• **WRITTEN REQUEST**:
Show each line of the material that contains the string "grass", copied in full. Case counts.

• **DATA**:
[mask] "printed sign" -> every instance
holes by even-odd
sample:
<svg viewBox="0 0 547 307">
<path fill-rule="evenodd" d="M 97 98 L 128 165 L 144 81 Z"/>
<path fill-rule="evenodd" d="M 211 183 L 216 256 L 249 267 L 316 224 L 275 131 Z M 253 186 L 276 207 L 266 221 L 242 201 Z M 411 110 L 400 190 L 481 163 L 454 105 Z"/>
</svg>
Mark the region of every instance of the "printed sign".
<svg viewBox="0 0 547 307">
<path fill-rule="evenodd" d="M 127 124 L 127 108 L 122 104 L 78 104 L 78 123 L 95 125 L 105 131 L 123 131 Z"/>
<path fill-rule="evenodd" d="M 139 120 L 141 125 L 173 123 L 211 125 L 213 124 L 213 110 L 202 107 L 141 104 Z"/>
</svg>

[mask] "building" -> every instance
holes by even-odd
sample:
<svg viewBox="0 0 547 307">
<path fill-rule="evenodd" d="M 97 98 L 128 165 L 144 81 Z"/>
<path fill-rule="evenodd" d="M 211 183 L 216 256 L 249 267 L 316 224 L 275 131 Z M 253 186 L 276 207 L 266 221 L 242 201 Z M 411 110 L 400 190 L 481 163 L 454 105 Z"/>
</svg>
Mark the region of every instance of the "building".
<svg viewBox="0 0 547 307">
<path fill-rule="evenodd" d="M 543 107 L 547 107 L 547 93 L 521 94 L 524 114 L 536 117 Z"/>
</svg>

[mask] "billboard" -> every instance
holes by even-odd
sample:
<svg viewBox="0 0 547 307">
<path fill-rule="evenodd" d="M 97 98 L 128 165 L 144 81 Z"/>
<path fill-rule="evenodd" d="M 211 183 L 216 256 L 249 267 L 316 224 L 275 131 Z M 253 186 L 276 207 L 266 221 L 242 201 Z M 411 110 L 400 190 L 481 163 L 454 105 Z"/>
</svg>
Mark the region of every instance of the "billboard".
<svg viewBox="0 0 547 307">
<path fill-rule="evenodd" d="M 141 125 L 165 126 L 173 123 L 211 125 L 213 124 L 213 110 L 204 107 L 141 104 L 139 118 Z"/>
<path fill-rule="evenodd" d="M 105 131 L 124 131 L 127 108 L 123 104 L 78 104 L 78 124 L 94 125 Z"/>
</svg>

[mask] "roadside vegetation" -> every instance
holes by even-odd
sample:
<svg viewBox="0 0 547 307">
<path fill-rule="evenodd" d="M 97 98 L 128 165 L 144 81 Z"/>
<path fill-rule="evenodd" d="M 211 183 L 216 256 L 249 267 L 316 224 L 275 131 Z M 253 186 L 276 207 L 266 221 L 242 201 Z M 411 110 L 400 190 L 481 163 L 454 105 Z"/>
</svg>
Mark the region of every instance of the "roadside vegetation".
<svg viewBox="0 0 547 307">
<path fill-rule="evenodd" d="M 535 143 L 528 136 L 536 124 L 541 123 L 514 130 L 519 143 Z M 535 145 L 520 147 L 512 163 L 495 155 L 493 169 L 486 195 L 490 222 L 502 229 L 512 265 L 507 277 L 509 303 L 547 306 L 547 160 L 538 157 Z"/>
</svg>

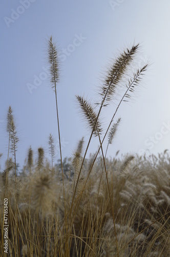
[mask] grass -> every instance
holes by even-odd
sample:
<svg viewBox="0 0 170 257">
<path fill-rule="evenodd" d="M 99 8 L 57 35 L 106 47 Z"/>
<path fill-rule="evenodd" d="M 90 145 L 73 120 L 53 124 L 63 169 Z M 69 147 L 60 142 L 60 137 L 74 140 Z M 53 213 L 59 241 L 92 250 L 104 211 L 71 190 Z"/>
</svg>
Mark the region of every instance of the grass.
<svg viewBox="0 0 170 257">
<path fill-rule="evenodd" d="M 76 96 L 90 136 L 84 151 L 83 138 L 79 141 L 67 163 L 69 170 L 65 169 L 60 147 L 60 166 L 54 165 L 55 142 L 50 134 L 51 163 L 45 160 L 43 148 L 37 150 L 35 160 L 30 148 L 25 172 L 17 176 L 15 154 L 19 139 L 9 107 L 8 154 L 6 169 L 1 174 L 1 256 L 6 256 L 4 198 L 8 199 L 9 256 L 170 255 L 168 153 L 158 157 L 127 155 L 119 158 L 118 153 L 112 159 L 107 157 L 121 122 L 120 118 L 115 121 L 119 106 L 131 100 L 148 67 L 146 64 L 135 70 L 132 68 L 138 50 L 139 45 L 133 46 L 113 61 L 99 87 L 95 107 L 91 101 Z M 56 93 L 59 61 L 51 37 L 48 54 L 60 142 Z M 117 106 L 104 131 L 101 114 L 115 101 Z M 93 137 L 98 138 L 99 146 L 88 159 Z M 108 140 L 106 149 L 103 148 L 104 140 Z M 10 152 L 14 160 L 9 157 Z"/>
</svg>

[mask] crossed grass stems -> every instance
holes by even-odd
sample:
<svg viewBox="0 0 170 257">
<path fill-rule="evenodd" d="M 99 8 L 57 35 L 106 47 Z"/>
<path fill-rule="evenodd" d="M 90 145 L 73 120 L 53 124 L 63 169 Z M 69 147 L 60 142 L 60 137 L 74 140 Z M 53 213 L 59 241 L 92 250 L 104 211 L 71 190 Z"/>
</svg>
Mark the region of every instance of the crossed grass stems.
<svg viewBox="0 0 170 257">
<path fill-rule="evenodd" d="M 118 244 L 118 240 L 117 238 L 117 230 L 116 226 L 115 224 L 114 209 L 114 203 L 113 203 L 113 195 L 114 191 L 113 192 L 113 189 L 110 188 L 110 183 L 109 181 L 109 177 L 108 174 L 108 171 L 106 167 L 105 159 L 107 153 L 109 144 L 111 144 L 115 136 L 116 131 L 118 129 L 119 124 L 120 122 L 121 119 L 119 118 L 116 122 L 114 122 L 116 115 L 118 112 L 120 104 L 123 102 L 129 102 L 134 91 L 138 89 L 139 83 L 141 82 L 142 77 L 144 76 L 145 71 L 146 70 L 148 64 L 145 64 L 141 67 L 137 68 L 135 71 L 133 71 L 132 76 L 129 76 L 130 70 L 132 70 L 133 61 L 135 58 L 139 50 L 139 44 L 134 45 L 129 50 L 126 49 L 122 52 L 120 53 L 119 56 L 114 60 L 113 63 L 111 65 L 111 67 L 109 69 L 107 74 L 104 79 L 102 85 L 100 86 L 98 95 L 99 95 L 99 102 L 96 103 L 96 105 L 98 107 L 98 112 L 96 112 L 96 108 L 94 108 L 94 105 L 91 104 L 90 101 L 84 99 L 84 97 L 76 96 L 76 99 L 79 103 L 82 115 L 84 117 L 87 125 L 88 128 L 90 129 L 91 135 L 89 141 L 87 144 L 87 146 L 86 149 L 84 154 L 82 155 L 82 148 L 84 144 L 83 138 L 80 140 L 76 151 L 74 153 L 72 162 L 72 167 L 74 170 L 74 185 L 72 191 L 72 197 L 71 203 L 70 204 L 70 208 L 68 211 L 66 208 L 66 192 L 65 187 L 65 175 L 63 172 L 62 153 L 61 148 L 61 141 L 60 141 L 60 134 L 59 129 L 59 120 L 58 117 L 58 109 L 57 104 L 57 85 L 59 82 L 59 61 L 58 58 L 58 52 L 55 44 L 53 43 L 52 36 L 50 37 L 48 41 L 48 58 L 49 64 L 49 69 L 51 74 L 51 83 L 52 88 L 54 89 L 55 95 L 56 100 L 56 114 L 57 119 L 57 129 L 58 132 L 58 138 L 59 144 L 60 149 L 60 156 L 61 161 L 61 168 L 62 173 L 62 189 L 63 189 L 63 197 L 64 200 L 64 212 L 65 218 L 62 222 L 59 225 L 58 231 L 61 231 L 61 228 L 62 227 L 65 223 L 67 223 L 67 221 L 69 219 L 69 226 L 67 235 L 66 235 L 66 238 L 69 238 L 69 236 L 73 236 L 72 234 L 72 230 L 73 228 L 73 230 L 75 232 L 74 228 L 74 218 L 76 213 L 77 212 L 81 199 L 83 196 L 83 192 L 87 188 L 87 182 L 89 178 L 90 175 L 92 172 L 93 167 L 94 166 L 95 161 L 98 156 L 98 154 L 101 151 L 103 166 L 102 168 L 102 172 L 100 176 L 99 184 L 98 188 L 97 197 L 99 195 L 99 189 L 101 183 L 102 177 L 103 175 L 105 175 L 106 185 L 109 194 L 109 199 L 110 204 L 113 222 L 114 224 L 114 230 L 115 236 L 115 242 L 116 245 L 116 254 L 117 256 L 119 256 L 121 251 L 122 249 L 127 246 L 131 241 L 132 241 L 135 237 L 133 238 L 127 243 L 126 245 L 123 246 L 122 248 L 120 247 Z M 128 76 L 128 79 L 126 77 Z M 126 82 L 124 82 L 125 79 Z M 114 113 L 113 115 L 112 118 L 111 119 L 110 122 L 107 127 L 105 132 L 103 132 L 103 130 L 102 126 L 102 122 L 100 120 L 100 117 L 102 109 L 104 108 L 107 108 L 107 106 L 112 104 L 112 102 L 116 100 L 117 97 L 117 92 L 119 90 L 120 85 L 123 84 L 123 88 L 124 93 L 123 91 L 122 96 L 118 100 L 118 104 L 115 109 Z M 8 144 L 8 159 L 6 165 L 6 169 L 4 171 L 3 174 L 3 179 L 4 185 L 5 186 L 5 195 L 8 194 L 8 174 L 10 170 L 12 169 L 12 165 L 11 164 L 11 160 L 9 158 L 9 151 L 10 149 L 12 151 L 14 157 L 14 174 L 15 174 L 15 215 L 16 220 L 15 221 L 15 235 L 17 234 L 17 236 L 15 237 L 16 244 L 19 244 L 19 231 L 18 229 L 18 221 L 17 217 L 18 216 L 18 207 L 17 203 L 17 199 L 18 195 L 19 194 L 19 184 L 16 181 L 16 151 L 17 149 L 17 143 L 18 141 L 18 138 L 16 135 L 16 127 L 14 124 L 14 118 L 12 114 L 12 111 L 10 106 L 8 110 L 7 115 L 7 132 L 9 133 L 9 144 Z M 102 138 L 102 135 L 103 134 Z M 96 152 L 96 154 L 93 155 L 90 161 L 90 165 L 88 170 L 86 177 L 83 178 L 81 173 L 83 170 L 83 164 L 86 159 L 89 146 L 91 142 L 92 137 L 96 137 L 98 138 L 99 141 L 99 147 Z M 103 143 L 106 137 L 108 137 L 108 145 L 107 146 L 105 154 L 103 149 Z M 53 170 L 53 160 L 54 157 L 54 140 L 52 136 L 50 134 L 49 139 L 49 144 L 50 146 L 50 151 L 51 155 L 51 166 L 52 171 L 54 172 Z M 82 157 L 83 156 L 83 157 Z M 44 157 L 44 151 L 41 148 L 38 149 L 38 158 L 37 161 L 37 169 L 40 173 L 41 169 L 43 167 L 43 160 Z M 123 163 L 121 169 L 119 170 L 119 175 L 123 172 L 129 163 L 134 158 L 134 156 L 130 155 L 128 156 L 125 161 Z M 31 170 L 33 166 L 33 152 L 30 148 L 29 150 L 28 163 L 29 170 L 30 178 L 32 176 Z M 9 199 L 10 200 L 10 199 Z M 29 201 L 29 213 L 30 213 L 30 197 Z M 97 206 L 95 210 L 97 211 Z M 31 224 L 30 215 L 29 215 L 29 227 L 30 227 Z M 153 222 L 154 224 L 155 221 Z M 151 225 L 148 225 L 148 227 Z M 70 228 L 70 229 L 69 229 Z M 146 229 L 146 228 L 145 228 Z M 70 230 L 70 231 L 69 231 Z M 135 237 L 139 235 L 141 233 L 141 231 L 139 232 L 139 234 L 136 235 Z M 74 237 L 76 236 L 75 233 Z M 74 236 L 73 236 L 74 237 Z M 83 241 L 83 238 L 80 238 L 79 236 L 77 236 L 80 240 L 83 241 L 85 244 L 88 245 L 87 243 Z M 76 245 L 76 241 L 75 240 L 76 252 L 78 255 L 78 249 Z M 56 245 L 55 247 L 56 247 Z M 93 253 L 96 255 L 94 251 L 90 248 Z"/>
</svg>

• **TASK RESULT**:
[mask] grass -> every instance
Mark the region of every instance of the grass.
[mask] crossed grass stems -> every instance
Mark the region of every instance of the crossed grass stems.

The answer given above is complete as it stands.